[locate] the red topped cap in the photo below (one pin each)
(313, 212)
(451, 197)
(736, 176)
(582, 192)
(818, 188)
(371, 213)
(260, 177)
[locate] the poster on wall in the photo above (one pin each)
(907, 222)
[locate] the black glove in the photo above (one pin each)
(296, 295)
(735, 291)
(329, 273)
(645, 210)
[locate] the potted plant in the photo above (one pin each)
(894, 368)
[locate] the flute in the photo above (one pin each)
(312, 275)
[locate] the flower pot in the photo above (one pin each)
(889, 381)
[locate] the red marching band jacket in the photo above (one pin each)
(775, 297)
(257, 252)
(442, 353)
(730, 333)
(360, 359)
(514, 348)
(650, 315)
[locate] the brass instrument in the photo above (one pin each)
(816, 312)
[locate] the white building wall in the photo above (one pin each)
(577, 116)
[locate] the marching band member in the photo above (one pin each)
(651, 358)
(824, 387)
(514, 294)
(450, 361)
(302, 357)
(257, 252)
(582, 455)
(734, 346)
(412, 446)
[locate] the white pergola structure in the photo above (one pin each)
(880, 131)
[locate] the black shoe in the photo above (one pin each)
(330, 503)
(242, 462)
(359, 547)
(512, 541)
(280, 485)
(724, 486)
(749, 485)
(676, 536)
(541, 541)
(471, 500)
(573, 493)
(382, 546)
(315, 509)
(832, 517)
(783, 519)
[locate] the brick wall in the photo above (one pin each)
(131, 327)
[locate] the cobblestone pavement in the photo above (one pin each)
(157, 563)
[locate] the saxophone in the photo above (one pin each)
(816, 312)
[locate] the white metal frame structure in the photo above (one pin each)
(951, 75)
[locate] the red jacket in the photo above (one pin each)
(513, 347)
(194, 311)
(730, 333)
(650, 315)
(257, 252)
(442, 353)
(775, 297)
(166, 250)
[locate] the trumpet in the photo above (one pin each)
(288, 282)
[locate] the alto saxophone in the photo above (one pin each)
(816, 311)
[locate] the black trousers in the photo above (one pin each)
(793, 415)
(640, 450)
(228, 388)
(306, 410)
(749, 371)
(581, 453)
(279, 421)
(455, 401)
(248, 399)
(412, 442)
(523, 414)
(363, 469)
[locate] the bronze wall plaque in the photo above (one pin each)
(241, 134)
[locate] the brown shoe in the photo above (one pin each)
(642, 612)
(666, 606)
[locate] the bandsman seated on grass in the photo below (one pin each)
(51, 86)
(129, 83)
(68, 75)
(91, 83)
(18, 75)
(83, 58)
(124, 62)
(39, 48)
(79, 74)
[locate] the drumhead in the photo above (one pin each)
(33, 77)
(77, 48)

◆ ◆ ◆

STATED TASK
Scale the records starting with the line containing "[locate] the brick" and going on through the end of the records, repeating every one of those lines, requests included. Multiply each coordinate in the answers by 2.1 and round it to a whole number, with halves rounded up.

SOLUTION TO THE EXERCISE
[locate] the brick wall in the photo above (one pin each)
(275, 687)
[locate] the cobblestone pavement in the photo above (one pin each)
(330, 1182)
[locate] the saxophone in the photo above (one pin each)
(1714, 655)
[locate] the white metal frame structure in the photo above (one pin each)
(1997, 158)
[locate] the red jacket in the photo above (one pin each)
(1077, 729)
(407, 653)
(1533, 699)
(1365, 662)
(540, 529)
(928, 741)
(1628, 624)
(349, 525)
[locate] the trumpet in the photo above (one pin each)
(605, 592)
[locate] the alto saxophone in the photo above (one pin each)
(1714, 653)
[locate] the black trousers in the photo above (one pin each)
(1665, 872)
(1344, 945)
(479, 815)
(643, 861)
(1573, 779)
(1220, 951)
(586, 884)
(956, 842)
(521, 838)
(865, 928)
(1098, 869)
(762, 985)
[locate] the bronze wall plaque in the photo above (one pin each)
(506, 281)
[locate] the brown shoe in the photo above (one pin each)
(1348, 1285)
(1399, 1273)
[locate] the bandsman seated on grass in the photo below (one pin each)
(107, 181)
(271, 174)
(143, 158)
(191, 174)
(38, 158)
(174, 122)
(260, 130)
(82, 101)
(166, 155)
[locate] the drumhead in the photo above (one pin each)
(69, 162)
(162, 101)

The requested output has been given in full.